FRAGMENTO -
★ ★ ★ ★ ★ ★ ★

Resultó que la sacerdotisa del Movimiento indepe, la aguerrida dirigente de ERC que llamaba a la resistencia numantina contra el invasor hispano, la que hace apenas unos meses exigía a Puchimón que ni un paso atrás, la que con ojos llorosos juraba que “nosaltres no ens rendirem, lluitarem fins al final”, puso el viernes pies en Polvorosa y, en lugar de dar la cara ante el juez Llarena, se fugó a Suiza en deslumbrante paradoja del destino del prusés, atronadora coda final al fracaso de un proyecto totalitario que ha fracturado en dos la sociedad catalana, ha malherido sus instituciones autonómicas y ha arruinado su economía. La farsa se ha derrumbado. Con su huida del escenario del crimen, la bella Marta, la Marta corta de entendederas que todos conocemos, se salvó de ingresar en prisión como le ocurrió al resto de líderes independentistas. Cuando das un golpe de Estado y lo pierdes, lo menos que puedes esperar es la cárcel. Antaño, quien se alzaba contra el poder establecido era pasado por las armas sin juicio previo en la playa de San Andrés o ante un tapial de adobe encalado. Afortunadamente hoy las cosas han cambiado. A la cárcel. No hay otro final posible en una democracia. Más de media Cataluña respira hoy aliviada.

★ ★ ★ ★ ★ ★ ★

[Entradas extraídas de una colección]
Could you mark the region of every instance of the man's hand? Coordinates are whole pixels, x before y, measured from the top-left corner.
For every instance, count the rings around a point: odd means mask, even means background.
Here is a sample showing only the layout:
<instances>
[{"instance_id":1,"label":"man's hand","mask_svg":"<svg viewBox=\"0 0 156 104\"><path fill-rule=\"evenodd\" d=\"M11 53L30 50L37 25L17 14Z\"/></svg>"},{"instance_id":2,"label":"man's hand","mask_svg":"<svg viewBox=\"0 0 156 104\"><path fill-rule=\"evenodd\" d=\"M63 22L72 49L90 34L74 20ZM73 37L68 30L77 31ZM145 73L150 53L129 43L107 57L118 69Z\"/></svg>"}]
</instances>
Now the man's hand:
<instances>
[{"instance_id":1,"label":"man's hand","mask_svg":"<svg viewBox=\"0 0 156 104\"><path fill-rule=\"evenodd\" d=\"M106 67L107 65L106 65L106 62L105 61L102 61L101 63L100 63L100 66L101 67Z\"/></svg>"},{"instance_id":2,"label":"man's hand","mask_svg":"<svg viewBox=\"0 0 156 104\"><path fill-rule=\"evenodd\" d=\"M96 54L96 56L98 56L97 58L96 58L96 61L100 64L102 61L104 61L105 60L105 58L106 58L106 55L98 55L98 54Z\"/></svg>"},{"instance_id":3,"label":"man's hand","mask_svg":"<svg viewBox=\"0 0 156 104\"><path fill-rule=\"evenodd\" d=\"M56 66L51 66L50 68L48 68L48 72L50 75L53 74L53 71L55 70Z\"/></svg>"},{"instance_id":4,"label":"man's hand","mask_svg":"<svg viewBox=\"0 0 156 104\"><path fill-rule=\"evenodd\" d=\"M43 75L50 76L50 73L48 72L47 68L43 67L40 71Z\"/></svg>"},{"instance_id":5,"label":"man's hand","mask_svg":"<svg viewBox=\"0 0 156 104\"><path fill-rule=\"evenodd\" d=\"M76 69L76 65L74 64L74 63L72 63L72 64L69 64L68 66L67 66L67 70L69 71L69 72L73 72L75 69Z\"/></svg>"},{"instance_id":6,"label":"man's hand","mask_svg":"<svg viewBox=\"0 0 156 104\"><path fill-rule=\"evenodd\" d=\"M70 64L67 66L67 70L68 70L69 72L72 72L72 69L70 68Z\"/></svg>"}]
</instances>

★ ★ ★ ★ ★ ★ ★

EJERCICIO ESCRITO A -
Explica en una a tres oraciones por qué, según el fragmento, la dirigente de ERC se salvó de ingresar en prisión.
EJERCICIO ESCRITO B -
Por favor, indica a qué país se fugó la dirigente de ERC según el fragmento.
El listado no interviene en esto.

RESPUESTA COMPLETA A -
Se salvó porque el viernes se fugó a Suiza en lugar de dar la cara ante el juez Llarena. El resto de líderes independentistas, en cambio, sí ingresó en prisión.

RESPUESTA COMPLETA B -
A Suiza.